--- start DATA FOR PROCESSING ---
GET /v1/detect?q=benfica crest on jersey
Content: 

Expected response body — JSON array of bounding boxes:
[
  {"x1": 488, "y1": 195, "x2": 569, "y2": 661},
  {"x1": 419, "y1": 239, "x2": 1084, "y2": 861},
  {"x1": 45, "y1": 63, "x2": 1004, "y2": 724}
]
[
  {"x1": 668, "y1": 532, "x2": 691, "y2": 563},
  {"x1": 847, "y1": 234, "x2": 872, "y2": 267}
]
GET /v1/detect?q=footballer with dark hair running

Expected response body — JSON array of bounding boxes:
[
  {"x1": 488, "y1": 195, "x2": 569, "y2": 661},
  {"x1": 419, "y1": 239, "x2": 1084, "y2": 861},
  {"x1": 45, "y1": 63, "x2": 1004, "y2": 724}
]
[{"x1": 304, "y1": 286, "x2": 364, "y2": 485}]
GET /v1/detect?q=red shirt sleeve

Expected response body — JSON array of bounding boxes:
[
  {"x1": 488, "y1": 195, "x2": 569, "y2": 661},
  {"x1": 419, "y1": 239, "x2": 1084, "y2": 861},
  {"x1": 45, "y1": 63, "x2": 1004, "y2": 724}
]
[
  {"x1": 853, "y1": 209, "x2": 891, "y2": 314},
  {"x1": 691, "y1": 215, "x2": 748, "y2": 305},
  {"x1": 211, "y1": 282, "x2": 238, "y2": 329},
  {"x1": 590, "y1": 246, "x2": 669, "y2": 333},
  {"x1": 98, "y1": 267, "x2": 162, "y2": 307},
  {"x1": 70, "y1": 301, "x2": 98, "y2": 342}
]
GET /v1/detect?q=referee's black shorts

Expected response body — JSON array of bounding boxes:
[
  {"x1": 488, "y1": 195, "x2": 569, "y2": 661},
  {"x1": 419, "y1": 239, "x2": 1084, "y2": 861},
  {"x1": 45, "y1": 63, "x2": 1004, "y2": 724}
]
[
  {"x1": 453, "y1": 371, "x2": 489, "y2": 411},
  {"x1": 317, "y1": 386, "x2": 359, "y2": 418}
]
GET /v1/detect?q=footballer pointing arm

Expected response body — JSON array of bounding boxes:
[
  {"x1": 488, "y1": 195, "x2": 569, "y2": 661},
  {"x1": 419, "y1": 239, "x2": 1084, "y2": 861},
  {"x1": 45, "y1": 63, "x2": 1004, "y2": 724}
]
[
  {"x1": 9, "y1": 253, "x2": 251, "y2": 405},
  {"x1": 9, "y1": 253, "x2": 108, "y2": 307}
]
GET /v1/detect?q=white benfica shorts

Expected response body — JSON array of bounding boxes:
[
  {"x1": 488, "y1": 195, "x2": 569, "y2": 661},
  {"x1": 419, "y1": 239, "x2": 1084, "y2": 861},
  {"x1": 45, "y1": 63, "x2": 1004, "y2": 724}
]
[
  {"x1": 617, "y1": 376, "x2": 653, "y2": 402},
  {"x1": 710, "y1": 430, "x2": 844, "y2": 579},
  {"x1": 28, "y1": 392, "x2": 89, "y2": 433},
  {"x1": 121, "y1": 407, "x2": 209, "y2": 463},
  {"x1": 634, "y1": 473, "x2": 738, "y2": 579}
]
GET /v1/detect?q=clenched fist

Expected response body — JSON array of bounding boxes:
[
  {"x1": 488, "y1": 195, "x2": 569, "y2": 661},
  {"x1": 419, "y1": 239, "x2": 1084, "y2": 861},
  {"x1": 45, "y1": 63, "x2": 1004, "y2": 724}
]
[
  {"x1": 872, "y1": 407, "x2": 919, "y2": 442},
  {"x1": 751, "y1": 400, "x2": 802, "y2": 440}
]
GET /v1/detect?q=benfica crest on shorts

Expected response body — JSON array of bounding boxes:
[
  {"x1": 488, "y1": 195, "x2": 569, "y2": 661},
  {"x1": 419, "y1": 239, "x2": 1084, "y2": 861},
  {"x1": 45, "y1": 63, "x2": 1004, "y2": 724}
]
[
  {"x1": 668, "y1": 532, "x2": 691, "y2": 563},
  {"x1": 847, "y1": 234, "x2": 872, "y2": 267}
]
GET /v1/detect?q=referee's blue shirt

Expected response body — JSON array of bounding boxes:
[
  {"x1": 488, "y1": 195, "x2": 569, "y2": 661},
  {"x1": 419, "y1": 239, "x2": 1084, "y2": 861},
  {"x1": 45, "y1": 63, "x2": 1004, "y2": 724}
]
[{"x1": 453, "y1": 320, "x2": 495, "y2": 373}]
--- end DATA FOR PROCESSING ---
◆ **WHAT NEEDS TO BE DONE**
Please report every line of the rows above that contains the string "crest", and treat case as significant.

◆ **EXERCISE RESULT**
GET /v1/detect?q=benfica crest on jersey
GET /v1/detect?q=benfica crest on shorts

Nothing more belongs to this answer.